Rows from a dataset
════════

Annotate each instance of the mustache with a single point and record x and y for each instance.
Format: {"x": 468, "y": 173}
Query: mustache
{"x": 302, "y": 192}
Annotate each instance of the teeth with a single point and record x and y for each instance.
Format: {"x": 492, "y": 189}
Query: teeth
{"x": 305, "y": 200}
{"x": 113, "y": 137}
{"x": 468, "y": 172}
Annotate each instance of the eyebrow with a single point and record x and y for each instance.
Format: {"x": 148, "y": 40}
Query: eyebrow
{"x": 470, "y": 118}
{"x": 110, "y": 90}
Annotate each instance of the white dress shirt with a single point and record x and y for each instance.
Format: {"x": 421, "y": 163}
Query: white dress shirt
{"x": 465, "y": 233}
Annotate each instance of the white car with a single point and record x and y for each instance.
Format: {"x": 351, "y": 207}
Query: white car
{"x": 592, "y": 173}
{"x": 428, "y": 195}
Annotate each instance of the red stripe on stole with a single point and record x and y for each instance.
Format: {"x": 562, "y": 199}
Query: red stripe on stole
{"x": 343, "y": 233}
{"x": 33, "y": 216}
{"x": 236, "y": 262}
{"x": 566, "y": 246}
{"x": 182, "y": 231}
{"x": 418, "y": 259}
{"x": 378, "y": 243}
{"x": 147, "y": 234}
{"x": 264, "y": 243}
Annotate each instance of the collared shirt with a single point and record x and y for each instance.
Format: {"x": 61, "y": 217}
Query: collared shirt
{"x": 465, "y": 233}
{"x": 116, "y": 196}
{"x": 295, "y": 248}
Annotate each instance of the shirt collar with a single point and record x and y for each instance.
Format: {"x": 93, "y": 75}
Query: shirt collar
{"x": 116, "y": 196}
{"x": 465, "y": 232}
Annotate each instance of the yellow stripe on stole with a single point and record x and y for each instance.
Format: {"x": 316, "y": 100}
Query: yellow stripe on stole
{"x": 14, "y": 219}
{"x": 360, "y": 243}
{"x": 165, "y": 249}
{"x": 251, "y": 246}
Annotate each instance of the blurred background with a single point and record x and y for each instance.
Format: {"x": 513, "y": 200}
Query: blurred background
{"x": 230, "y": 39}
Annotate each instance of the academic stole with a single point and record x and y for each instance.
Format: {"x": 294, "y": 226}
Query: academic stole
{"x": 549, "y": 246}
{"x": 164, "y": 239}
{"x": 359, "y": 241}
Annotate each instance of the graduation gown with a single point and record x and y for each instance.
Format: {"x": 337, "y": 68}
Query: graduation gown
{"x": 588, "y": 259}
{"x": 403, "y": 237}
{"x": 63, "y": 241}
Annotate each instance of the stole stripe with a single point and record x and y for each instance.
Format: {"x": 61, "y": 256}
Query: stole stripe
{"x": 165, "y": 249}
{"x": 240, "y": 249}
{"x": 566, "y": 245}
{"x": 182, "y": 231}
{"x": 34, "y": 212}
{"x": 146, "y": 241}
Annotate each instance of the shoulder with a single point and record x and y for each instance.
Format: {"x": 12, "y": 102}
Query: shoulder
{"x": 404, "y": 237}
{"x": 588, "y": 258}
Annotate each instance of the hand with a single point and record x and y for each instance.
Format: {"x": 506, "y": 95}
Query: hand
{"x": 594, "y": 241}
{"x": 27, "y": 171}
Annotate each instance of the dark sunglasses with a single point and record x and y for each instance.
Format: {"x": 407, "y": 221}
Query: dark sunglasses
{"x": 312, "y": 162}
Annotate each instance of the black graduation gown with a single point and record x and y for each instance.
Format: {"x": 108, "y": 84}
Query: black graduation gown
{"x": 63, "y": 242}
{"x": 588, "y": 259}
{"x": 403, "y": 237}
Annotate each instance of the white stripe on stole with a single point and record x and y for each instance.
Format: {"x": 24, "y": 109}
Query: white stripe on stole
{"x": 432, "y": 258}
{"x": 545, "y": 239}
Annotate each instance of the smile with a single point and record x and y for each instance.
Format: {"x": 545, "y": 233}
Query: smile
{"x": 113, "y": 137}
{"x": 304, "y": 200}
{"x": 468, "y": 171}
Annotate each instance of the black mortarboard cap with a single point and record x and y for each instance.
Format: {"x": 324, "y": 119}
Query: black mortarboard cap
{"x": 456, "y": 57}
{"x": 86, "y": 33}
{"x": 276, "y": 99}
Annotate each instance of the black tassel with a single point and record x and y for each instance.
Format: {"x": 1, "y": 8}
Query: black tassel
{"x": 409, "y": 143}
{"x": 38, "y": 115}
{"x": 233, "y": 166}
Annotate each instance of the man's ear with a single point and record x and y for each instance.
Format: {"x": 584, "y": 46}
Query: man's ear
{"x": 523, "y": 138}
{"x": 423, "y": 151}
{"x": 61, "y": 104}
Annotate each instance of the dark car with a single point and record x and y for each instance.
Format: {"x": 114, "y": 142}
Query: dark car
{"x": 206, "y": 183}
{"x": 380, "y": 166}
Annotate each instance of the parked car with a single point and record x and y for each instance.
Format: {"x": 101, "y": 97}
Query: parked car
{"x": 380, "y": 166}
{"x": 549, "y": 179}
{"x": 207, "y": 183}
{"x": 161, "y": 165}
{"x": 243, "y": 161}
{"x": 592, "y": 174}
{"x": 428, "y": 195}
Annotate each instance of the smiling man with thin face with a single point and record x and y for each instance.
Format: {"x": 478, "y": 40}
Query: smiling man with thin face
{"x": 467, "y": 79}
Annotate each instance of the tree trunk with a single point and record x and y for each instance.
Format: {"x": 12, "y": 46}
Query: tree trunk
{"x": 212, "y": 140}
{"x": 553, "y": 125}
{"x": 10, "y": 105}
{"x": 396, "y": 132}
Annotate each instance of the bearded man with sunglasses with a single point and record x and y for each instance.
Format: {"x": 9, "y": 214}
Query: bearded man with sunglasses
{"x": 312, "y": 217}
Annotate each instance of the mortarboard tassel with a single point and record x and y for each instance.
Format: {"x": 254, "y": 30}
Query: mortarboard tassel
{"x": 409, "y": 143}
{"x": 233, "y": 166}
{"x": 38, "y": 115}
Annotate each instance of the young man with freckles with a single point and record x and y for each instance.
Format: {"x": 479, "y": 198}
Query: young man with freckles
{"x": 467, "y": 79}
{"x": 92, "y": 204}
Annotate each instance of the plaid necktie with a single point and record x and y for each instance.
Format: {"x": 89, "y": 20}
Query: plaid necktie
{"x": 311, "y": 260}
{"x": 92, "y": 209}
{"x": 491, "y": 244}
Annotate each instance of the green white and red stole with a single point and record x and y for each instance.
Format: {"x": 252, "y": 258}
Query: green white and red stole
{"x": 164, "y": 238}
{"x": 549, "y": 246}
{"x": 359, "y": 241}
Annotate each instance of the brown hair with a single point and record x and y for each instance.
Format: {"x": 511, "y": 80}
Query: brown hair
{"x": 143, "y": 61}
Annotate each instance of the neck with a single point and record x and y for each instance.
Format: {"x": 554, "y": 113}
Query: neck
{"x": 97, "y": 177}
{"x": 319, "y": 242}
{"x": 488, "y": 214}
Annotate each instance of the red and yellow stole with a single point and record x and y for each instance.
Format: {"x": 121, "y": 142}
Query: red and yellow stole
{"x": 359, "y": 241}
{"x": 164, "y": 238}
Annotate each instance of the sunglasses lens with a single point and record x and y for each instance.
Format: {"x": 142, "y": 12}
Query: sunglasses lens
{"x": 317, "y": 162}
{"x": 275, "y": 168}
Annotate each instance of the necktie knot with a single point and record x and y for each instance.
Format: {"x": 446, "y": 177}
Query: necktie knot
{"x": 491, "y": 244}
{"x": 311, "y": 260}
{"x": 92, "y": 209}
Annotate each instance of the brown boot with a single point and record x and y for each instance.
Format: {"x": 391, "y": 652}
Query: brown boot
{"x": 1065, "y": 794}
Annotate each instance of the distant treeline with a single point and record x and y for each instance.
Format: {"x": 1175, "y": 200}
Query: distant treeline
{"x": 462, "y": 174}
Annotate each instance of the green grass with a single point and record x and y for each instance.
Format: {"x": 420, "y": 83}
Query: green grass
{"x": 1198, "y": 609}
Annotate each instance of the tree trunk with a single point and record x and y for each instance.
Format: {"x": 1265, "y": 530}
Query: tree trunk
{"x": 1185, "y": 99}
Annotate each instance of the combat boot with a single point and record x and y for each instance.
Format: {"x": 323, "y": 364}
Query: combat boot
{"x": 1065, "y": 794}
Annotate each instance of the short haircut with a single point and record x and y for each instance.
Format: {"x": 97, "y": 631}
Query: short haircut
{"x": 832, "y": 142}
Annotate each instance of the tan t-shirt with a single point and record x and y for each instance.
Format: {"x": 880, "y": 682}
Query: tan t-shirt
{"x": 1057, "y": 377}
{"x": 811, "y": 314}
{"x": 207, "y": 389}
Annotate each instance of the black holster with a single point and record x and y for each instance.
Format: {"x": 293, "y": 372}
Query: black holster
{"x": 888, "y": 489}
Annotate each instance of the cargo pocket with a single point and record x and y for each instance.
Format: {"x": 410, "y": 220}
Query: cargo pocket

════════

Return precisely the lines of the records, starting with the line that holds "Annotate each instance of the red and" and ending with the last one.

RESPONSE TO THIS EXERCISE.
Annotate each instance of the red and yellow stole with a single point and record x and y for each instance.
Format: {"x": 121, "y": 142}
Query: red and yellow stole
{"x": 359, "y": 241}
{"x": 164, "y": 238}
Annotate each instance of the sunglasses lens with a single point and record x and y for each instance.
Format: {"x": 142, "y": 12}
Query: sunglasses lens
{"x": 317, "y": 162}
{"x": 275, "y": 168}
Annotate each instance of the necktie knot with a single point and record x and y for each instance.
Format: {"x": 446, "y": 177}
Query: necktie knot
{"x": 491, "y": 244}
{"x": 311, "y": 260}
{"x": 92, "y": 209}
Annotate each instance of the brown boot with a single point and record x and y for each instance.
Format: {"x": 391, "y": 652}
Query: brown boot
{"x": 1065, "y": 794}
Annotate each instance of the distant treeline with a single point and record x and y for each instance.
Format: {"x": 1175, "y": 200}
Query: distant treeline
{"x": 462, "y": 174}
Annotate each instance of the green grass with a single point and record x and y for each instance.
Format: {"x": 420, "y": 83}
Query: green grass
{"x": 1198, "y": 609}
Annotate each instance of the tree trunk with a single point and record x and y for each instance.
Format: {"x": 1265, "y": 530}
Query: tree trunk
{"x": 1185, "y": 99}
Annotate each instance of the combat boot with a single point and record x and y for each instance.
Format: {"x": 323, "y": 364}
Query: combat boot
{"x": 1065, "y": 794}
Annotate each instance of the short haircut with a single point and record x and y for each instance.
Format: {"x": 97, "y": 631}
Query: short haircut
{"x": 832, "y": 142}
Annotate each instance of the tan t-shirt with a single point and record x and y for each instance.
Format: {"x": 880, "y": 682}
Query: tan t-shirt
{"x": 1057, "y": 377}
{"x": 811, "y": 314}
{"x": 207, "y": 389}
Annotate each instance of the black holster with a single point and record x and y for each instance.
Format: {"x": 293, "y": 372}
Query: black holster
{"x": 888, "y": 489}
Annotate each instance of the cargo pocket with a single point and record x and y for each instance.
Format: {"x": 410, "y": 220}
Query: cargo pocket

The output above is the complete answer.